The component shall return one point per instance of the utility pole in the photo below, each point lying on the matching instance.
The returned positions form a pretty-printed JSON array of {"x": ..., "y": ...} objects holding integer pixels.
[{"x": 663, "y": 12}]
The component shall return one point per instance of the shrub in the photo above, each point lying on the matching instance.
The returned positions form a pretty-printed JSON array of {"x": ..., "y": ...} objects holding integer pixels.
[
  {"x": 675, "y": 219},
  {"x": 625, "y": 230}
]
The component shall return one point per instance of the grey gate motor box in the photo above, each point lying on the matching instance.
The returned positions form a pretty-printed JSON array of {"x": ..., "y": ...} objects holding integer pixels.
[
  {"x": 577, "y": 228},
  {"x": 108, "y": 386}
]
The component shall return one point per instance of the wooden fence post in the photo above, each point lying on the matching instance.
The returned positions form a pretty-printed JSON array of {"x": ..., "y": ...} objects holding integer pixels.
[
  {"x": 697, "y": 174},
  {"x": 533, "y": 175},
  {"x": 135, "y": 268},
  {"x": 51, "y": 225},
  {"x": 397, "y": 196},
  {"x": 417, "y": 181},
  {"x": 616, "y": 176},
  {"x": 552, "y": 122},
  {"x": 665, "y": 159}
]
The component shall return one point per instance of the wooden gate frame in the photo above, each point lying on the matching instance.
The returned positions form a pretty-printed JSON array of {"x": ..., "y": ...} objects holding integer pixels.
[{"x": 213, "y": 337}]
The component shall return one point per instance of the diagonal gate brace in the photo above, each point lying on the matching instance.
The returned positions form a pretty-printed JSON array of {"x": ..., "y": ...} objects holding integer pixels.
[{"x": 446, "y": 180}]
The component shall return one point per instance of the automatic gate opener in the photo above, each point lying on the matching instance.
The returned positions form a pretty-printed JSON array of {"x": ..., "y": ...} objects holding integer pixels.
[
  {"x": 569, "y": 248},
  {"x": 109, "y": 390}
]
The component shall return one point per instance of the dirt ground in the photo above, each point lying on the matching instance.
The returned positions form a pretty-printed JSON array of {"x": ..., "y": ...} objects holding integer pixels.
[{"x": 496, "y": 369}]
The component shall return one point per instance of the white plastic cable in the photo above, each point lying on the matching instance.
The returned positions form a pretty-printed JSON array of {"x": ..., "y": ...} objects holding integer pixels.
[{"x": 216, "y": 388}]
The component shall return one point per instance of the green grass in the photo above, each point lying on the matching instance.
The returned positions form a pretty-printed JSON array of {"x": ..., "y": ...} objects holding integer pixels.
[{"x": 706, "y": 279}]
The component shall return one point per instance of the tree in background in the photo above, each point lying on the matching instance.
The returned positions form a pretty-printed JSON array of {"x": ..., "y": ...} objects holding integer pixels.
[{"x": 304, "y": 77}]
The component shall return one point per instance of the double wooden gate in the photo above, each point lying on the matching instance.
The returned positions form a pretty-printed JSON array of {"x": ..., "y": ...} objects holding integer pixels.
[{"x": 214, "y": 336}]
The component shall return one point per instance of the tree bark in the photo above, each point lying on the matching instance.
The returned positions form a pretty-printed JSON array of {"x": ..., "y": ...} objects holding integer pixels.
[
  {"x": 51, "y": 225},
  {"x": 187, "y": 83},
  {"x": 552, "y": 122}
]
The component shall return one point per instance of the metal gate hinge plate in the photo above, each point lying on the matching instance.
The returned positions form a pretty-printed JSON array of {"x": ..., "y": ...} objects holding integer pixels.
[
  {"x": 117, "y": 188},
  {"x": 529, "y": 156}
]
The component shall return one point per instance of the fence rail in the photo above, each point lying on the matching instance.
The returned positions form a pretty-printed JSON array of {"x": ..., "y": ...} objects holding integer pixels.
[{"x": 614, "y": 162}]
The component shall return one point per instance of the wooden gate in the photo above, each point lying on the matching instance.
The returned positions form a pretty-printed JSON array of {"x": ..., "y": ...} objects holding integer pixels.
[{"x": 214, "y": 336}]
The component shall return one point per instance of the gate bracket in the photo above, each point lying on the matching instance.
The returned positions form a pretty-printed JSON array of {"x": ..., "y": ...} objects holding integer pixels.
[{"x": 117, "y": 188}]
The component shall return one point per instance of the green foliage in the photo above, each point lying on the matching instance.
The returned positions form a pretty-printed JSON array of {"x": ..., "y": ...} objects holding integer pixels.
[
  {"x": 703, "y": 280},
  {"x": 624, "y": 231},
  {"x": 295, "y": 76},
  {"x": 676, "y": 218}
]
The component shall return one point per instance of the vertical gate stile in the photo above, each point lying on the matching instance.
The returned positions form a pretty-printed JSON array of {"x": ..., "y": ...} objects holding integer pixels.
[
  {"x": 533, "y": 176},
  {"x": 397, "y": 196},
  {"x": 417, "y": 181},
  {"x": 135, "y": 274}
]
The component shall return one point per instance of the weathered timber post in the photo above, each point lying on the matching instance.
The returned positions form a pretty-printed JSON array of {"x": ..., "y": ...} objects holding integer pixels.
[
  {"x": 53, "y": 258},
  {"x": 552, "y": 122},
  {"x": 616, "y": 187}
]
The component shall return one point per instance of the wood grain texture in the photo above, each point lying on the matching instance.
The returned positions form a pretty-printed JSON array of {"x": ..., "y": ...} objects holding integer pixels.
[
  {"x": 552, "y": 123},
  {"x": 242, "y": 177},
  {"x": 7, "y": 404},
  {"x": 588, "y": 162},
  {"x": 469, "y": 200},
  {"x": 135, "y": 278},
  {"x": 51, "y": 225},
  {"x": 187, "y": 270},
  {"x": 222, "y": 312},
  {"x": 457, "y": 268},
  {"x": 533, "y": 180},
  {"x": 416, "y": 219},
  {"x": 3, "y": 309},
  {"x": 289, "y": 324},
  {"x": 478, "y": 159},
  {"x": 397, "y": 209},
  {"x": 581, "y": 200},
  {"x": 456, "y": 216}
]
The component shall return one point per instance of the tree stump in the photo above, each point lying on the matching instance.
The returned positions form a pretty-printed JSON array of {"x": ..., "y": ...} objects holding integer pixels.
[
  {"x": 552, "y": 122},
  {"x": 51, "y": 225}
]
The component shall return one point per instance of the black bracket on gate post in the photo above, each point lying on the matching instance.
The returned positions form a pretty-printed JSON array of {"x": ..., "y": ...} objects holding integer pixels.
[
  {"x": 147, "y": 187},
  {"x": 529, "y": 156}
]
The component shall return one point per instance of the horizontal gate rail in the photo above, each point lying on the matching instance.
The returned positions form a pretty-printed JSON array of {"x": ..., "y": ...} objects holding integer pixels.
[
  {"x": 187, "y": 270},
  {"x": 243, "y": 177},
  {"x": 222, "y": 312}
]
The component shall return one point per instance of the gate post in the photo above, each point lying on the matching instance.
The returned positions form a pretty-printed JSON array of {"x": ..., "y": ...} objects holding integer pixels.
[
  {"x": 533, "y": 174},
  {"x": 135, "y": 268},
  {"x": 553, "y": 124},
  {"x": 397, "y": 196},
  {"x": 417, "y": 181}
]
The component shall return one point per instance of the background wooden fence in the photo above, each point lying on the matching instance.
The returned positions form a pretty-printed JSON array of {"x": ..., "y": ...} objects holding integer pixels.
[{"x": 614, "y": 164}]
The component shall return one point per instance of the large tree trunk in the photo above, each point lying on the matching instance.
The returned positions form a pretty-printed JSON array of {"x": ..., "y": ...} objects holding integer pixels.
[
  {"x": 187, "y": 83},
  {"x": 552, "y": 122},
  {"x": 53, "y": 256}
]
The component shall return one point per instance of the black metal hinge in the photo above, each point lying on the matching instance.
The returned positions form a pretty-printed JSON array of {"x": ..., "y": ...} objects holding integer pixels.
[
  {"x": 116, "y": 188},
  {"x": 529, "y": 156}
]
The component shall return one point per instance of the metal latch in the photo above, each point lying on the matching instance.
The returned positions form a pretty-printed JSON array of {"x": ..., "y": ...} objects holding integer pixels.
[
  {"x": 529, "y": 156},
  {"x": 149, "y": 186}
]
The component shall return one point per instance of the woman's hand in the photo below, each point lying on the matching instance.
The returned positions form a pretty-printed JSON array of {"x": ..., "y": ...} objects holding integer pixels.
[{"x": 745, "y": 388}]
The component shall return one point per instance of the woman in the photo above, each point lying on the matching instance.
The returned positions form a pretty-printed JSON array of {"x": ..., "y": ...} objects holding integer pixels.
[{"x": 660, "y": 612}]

********

* Assignment: Find "of the horizontal" in the entries above and copy that whole line exactly, then each line after it through the line that contains "the woman in".

* Answer box:
The component shall return one point per instance of the horizontal gate rail in the photo above, each point lying on the matching instance.
The returned positions form a pretty-printed JSON array of {"x": ..., "y": ...} objects holding integer pixels.
[
  {"x": 187, "y": 270},
  {"x": 243, "y": 177},
  {"x": 222, "y": 312}
]
The component shall return one point per instance of the gate post in the photo above, each point lying on the matching instance.
The returned positions form a pretty-printed JSON array of {"x": ..., "y": ...} objects holding integer pixels.
[
  {"x": 533, "y": 174},
  {"x": 135, "y": 268},
  {"x": 553, "y": 124},
  {"x": 397, "y": 196},
  {"x": 417, "y": 181}
]
The component shall return one point per instance of the background wooden fence in the photo above, each point lying on the matching instance.
The returned positions form a pretty-printed JSON array of {"x": ..., "y": ...} objects holding integer pixels.
[{"x": 614, "y": 164}]
The component shall return one point per instance of the large tree trunk in the photo above, each point lying on the matching instance.
The returned positions form a pretty-printed JSON array of {"x": ..., "y": ...} objects holding integer pixels.
[
  {"x": 187, "y": 83},
  {"x": 552, "y": 122},
  {"x": 53, "y": 256}
]
The component shall return one point per instance of the black metal hinge in the photo above, each point lying on the matching instance.
The returned positions form a pretty-printed JSON array of {"x": ..., "y": ...} objects holding integer pixels.
[
  {"x": 116, "y": 188},
  {"x": 529, "y": 156}
]
The component shall return one point per instance of the metal latch in the photo above, each point lying on the matching instance.
The returned positions form a pretty-printed JSON array of {"x": ..., "y": ...} objects holding integer pixels.
[
  {"x": 529, "y": 156},
  {"x": 149, "y": 186}
]
The component shall return one point per instance of the woman's hand in the photo below, each point lying on the matching instance.
The returned positions form a pretty-printed JSON array of {"x": ..., "y": ...} objects holding integer pixels.
[{"x": 745, "y": 388}]
The component shall return one point per instance of the woman in the photo above, each point lying on the matching instance.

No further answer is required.